**Task objective**
Your response should contain every line from the data below that holds the string "smoke".

**Source material**
----------

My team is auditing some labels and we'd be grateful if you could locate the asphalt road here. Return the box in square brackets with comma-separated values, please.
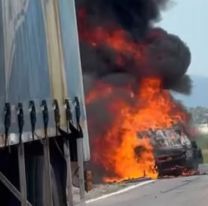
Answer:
[87, 166, 208, 206]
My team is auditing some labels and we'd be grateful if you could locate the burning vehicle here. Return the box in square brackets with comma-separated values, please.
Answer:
[76, 0, 196, 183]
[139, 127, 203, 177]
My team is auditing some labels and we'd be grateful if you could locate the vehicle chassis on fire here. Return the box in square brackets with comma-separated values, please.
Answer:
[139, 126, 203, 177]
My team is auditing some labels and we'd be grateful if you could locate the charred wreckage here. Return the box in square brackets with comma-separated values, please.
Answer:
[138, 126, 203, 177]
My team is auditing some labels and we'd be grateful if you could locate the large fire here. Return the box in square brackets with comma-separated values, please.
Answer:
[78, 8, 189, 183]
[86, 78, 188, 182]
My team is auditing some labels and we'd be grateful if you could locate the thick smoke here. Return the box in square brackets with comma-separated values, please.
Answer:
[77, 0, 192, 181]
[77, 0, 169, 39]
[77, 0, 192, 94]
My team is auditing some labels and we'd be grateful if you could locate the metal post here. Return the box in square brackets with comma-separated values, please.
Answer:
[64, 140, 74, 206]
[77, 138, 85, 201]
[43, 138, 53, 206]
[18, 143, 28, 206]
[74, 97, 85, 201]
[17, 103, 28, 206]
[41, 100, 53, 206]
[64, 99, 75, 206]
[0, 171, 32, 206]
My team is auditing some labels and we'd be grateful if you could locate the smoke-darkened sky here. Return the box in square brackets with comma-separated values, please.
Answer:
[77, 0, 192, 94]
[158, 0, 208, 77]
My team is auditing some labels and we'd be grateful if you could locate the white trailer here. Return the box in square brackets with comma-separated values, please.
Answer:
[0, 0, 90, 205]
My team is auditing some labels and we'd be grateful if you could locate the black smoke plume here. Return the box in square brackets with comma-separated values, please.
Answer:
[76, 0, 192, 94]
[77, 0, 168, 39]
[76, 0, 192, 182]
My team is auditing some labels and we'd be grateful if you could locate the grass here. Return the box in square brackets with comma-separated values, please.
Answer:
[202, 149, 208, 163]
[195, 134, 208, 163]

----------

**Written solution**
My team is auditing some labels and we'd be grateful if you could locate the thick smoke here. Return the box in square brackets with comma-separated values, please.
My team is auditing some labels and we'd be grateful if you could locate the smoke-darkened sky here. Return the box in square brackets with comma-separated values, please.
My team is auditing some labels and we'd be grateful if you could locate the black smoke plume here. Return the box in square brackets with comma-separated values, please.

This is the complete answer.